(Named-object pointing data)
════════════════════
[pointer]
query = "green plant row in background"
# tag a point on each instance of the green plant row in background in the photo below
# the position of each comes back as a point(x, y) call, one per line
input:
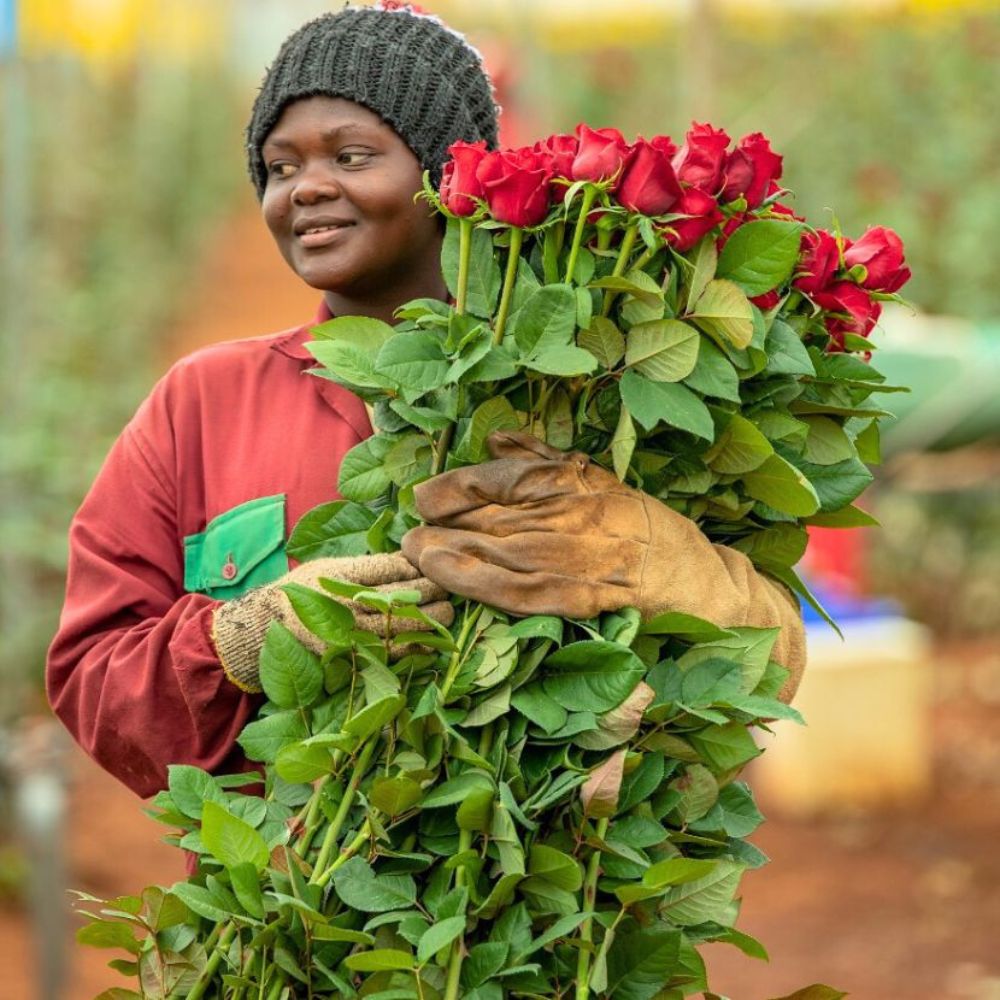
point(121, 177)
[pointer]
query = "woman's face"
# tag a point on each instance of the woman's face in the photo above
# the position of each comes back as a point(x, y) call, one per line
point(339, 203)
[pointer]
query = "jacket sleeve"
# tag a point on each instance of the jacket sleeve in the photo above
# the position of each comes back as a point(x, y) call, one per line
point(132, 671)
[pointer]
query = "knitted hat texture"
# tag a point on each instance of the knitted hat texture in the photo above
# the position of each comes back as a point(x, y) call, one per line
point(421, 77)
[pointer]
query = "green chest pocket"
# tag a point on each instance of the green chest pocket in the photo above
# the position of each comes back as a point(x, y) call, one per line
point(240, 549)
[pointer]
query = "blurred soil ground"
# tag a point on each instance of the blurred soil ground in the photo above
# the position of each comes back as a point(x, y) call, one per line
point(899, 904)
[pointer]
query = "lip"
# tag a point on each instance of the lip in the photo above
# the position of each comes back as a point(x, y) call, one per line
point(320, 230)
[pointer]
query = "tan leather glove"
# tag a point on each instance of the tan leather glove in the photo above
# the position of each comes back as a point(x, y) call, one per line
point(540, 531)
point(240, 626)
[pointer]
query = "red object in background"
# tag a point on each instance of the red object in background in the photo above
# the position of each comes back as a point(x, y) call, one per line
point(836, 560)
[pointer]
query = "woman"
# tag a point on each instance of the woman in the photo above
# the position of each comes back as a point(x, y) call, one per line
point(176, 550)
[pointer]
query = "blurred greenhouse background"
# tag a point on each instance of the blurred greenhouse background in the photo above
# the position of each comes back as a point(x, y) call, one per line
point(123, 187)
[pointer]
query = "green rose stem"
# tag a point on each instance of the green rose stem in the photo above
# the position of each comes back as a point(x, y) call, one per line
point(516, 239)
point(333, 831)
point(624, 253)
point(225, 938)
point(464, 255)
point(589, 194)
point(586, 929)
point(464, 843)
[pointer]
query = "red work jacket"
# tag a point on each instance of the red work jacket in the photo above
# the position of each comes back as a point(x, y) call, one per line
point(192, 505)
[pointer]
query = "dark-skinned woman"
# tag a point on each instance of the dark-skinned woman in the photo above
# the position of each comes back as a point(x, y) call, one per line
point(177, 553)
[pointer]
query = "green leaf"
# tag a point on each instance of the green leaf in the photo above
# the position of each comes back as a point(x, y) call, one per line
════════════════════
Work to complete
Reproduce the data from its first line through the line containing "point(339, 203)", including both of those lines. Leave the pictures out of your copy.

Task result
[pointer]
query = "green plant row in background"
# tag a point on each instance of the green plant row in background in the photo below
# the position of each comes back as a point(x, y) call, one per line
input:
point(121, 177)
[pointer]
query = "woman's face"
# tag a point on each instance of the woman's face in the photo above
# the position of each comes back as a point(x, y) call, one per line
point(339, 203)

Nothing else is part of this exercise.